**What to work on:**
The data must be given again exactly as written, with all images omitted.

____ Supplied material

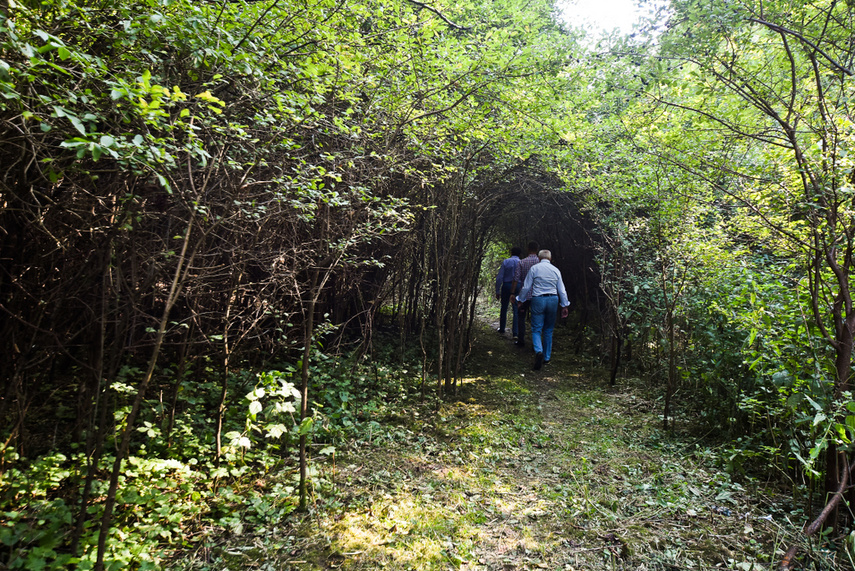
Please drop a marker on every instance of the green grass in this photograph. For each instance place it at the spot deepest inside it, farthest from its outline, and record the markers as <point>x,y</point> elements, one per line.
<point>525,470</point>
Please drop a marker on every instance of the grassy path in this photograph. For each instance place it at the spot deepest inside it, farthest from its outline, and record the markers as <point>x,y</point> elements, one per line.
<point>528,470</point>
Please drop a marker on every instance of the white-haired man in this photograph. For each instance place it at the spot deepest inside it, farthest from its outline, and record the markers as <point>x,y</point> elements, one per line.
<point>544,286</point>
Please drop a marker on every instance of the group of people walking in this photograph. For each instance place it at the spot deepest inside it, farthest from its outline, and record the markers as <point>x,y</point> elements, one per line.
<point>531,286</point>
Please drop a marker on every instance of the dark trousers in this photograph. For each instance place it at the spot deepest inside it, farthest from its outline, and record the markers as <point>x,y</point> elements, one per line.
<point>522,313</point>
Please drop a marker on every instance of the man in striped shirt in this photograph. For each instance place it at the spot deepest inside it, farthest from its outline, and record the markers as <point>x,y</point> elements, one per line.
<point>519,278</point>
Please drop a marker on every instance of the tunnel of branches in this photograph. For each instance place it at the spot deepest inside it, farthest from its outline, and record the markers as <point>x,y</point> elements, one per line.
<point>97,283</point>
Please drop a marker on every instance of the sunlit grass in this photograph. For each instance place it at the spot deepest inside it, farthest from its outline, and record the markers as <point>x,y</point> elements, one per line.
<point>527,471</point>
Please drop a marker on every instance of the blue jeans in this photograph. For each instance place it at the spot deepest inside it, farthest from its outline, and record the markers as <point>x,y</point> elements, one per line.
<point>503,314</point>
<point>544,312</point>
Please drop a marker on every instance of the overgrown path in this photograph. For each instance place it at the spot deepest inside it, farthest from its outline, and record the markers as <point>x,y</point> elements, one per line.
<point>526,470</point>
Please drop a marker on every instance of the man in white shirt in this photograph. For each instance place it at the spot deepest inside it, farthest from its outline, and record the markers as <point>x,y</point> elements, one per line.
<point>544,286</point>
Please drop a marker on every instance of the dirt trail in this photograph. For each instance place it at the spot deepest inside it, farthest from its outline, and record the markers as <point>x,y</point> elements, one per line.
<point>530,470</point>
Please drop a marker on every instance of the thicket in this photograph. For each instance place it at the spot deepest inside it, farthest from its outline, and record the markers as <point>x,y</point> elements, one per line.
<point>200,201</point>
<point>209,209</point>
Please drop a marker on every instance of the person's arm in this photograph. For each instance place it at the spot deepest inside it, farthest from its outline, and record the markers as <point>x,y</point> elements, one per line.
<point>526,286</point>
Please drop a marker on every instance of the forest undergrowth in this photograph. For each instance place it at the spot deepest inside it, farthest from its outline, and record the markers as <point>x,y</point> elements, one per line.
<point>523,470</point>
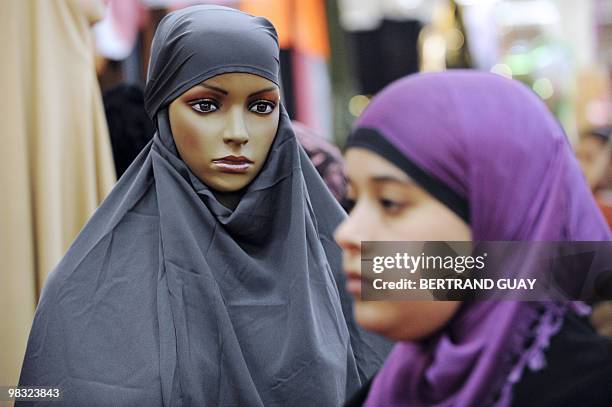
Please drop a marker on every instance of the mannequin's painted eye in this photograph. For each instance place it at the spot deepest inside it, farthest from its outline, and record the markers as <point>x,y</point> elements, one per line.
<point>262,107</point>
<point>204,106</point>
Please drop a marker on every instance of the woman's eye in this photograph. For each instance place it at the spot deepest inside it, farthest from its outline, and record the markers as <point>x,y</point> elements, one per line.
<point>390,206</point>
<point>262,107</point>
<point>204,106</point>
<point>348,204</point>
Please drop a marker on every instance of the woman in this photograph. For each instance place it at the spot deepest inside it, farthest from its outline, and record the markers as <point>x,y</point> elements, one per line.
<point>471,156</point>
<point>209,276</point>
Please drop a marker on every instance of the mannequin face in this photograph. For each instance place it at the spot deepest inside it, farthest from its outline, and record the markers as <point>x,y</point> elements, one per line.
<point>223,128</point>
<point>388,206</point>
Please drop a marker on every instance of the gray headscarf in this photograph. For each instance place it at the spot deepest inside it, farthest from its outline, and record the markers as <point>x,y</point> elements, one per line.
<point>169,298</point>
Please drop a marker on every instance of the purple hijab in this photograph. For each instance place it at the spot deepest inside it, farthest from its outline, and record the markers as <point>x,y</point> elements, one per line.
<point>493,144</point>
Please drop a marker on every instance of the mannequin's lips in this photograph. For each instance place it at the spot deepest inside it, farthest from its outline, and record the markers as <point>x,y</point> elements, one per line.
<point>233,164</point>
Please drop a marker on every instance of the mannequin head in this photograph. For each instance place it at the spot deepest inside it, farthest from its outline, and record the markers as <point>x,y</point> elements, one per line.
<point>223,128</point>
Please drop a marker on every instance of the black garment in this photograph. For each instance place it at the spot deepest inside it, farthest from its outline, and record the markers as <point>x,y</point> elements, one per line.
<point>128,124</point>
<point>578,372</point>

________

**Answer for this exercise:**
Please drop a marker on every instance of the green grass in this photograph. For each instance place it at the spot deepest inside it, farthest from its outline, and record the markers as <point>x,y</point> elements, one per line.
<point>525,470</point>
Please drop a marker on every instance of the grassy path in this photograph. For each instance place it at the spot deepest inside it, farthest from its outline, and record the markers as <point>x,y</point> elements, one per line.
<point>528,470</point>
Please drop a marker on every instance of the white-haired man in this photograph. For each instance place it at the spot deepest inside it, farthest from its outline, and record the markers as <point>x,y</point> elements, one per line.
<point>544,286</point>
Please drop a marker on every instance of the group of people walking in this photograph. For each instance place it at the spot deepest inside it, farthest from its outline, and record the markers as <point>x,y</point> elements, one per line.
<point>531,286</point>
Please drop a marker on every instance of the dark trousers in this photograph. For each instance place it at the spot deepest inside it, farthest from its outline, and record the markers as <point>x,y</point> elements, one per line.
<point>522,313</point>
Please drop a marker on every instance of the man in striped shirt in this photograph. For each instance place it at the spot deepest inside it, farthest from its outline, and record the markers as <point>x,y</point> elements, one per line.
<point>519,278</point>
Please drop a marker on every instance of the tunnel of branches in this photograph. For each instance place it at the spot deepest inside it, farthest from its outline, and record the markers as <point>x,y</point> elements, one per line.
<point>97,283</point>
Please drop a marker on every instance of the sunlit grass in this photograph. For each instance place it at the spot deepest inside it, farthest from its outline, and record the markers as <point>x,y</point> elements, one per line.
<point>527,471</point>
Please drop a marker on every instance of the blue jeans in this photograph. For each instance place it at the spot deepest inside it, farthest from its outline, and record the markers as <point>x,y</point> elements, one per line.
<point>503,314</point>
<point>544,312</point>
Please drop a marker on every instance of the overgrown path in this photograph. For each instance place it at the spot deepest inside it, farthest from its outline, and record the markers as <point>x,y</point> elements, one per line.
<point>526,470</point>
Please drop a marker on every instance of the man in white shirt in this photograph. For each instance place it at the spot deepest inside it, farthest from its outline, and record the markers as <point>x,y</point> elements, one per line.
<point>544,286</point>
Please drop a marker on every instance of the dirt trail in this photograph. For each instance place it at the spot deepest inside it, farthest from its outline, and record the markers as <point>x,y</point> elements, one per line.
<point>530,470</point>
Please drop a marker on every instance of the thicket in this photograph. For each instance place it at the spot deepest inside it, farthest from its outline, and record the markers as <point>x,y</point> elements, one per line.
<point>200,201</point>
<point>209,209</point>
Please drop a marker on every instance of the person's arm in this photograph. For each instance place it at the spot deepest inside it, farthest from its outline, and record the markers as <point>x,y</point> elements, one per line.
<point>526,286</point>
Please drop a marker on every instance of the forest undergrowth in this photograph. For each instance place it at the spot deepest inside it, farthest from its outline, and record the markers as <point>x,y</point> elements, one per line.
<point>523,470</point>
Please drop a marker on every instance of the mannequin's painted eye in this photograph. For each instance place it at the spot deepest inside it, farthest from its outline, and record the markers as <point>x,y</point> elements, one per line.
<point>262,107</point>
<point>204,106</point>
Please drop a marker on every instance of the woman's eye in this photograph. For each instance place it at the spot deepest inside it, farthest from its outline, and record the markers as <point>x,y</point> elements, one per line.
<point>390,206</point>
<point>262,107</point>
<point>204,106</point>
<point>348,204</point>
Please drop a marker on every instance of the woman in this photograph. For each instance place it at the spot deepest inside it, farthest from its outline, and record the markers as <point>x,y</point> elements, one per line.
<point>471,156</point>
<point>209,276</point>
Please drop a marker on every instance of the mannequin face in this photograph. For each instance place it at the spot deepest inside it, farthest from its outline, and record the markers as <point>x,y</point> elements, one per line.
<point>223,128</point>
<point>388,206</point>
Please drop a marker on every instance of the gray headscarf in this photograph. For each instance place it at the spot deepest inside it, farthest from its outline, and record the markers as <point>x,y</point> elements, one per line.
<point>169,298</point>
Please drop a marker on every instance of the purple hijab in this photograph. For each instance place it at the spot deepest inside it, farthest from its outline, and record the markers as <point>x,y</point> elements, one per line.
<point>493,144</point>
Please drop a marker on every instance of the mannequin's lips in this photograph. For each instance place it at the spot deepest inside it, farthest from its outline, and record the markers as <point>x,y</point> elements, one per line.
<point>233,164</point>
Please drop a marker on every instance of the mannequin head in this photograph. For each instance place it at the spot deepest inside it, farthest from its outline, and record the markers as <point>x,y</point> elements, one per line.
<point>223,128</point>
Please drop a marker on every instance of the black garment in this photograph. For each instance place it at the spot deepest inside it, farthest from its outline, and record the markers as <point>x,y</point> elements, one per line.
<point>128,124</point>
<point>578,372</point>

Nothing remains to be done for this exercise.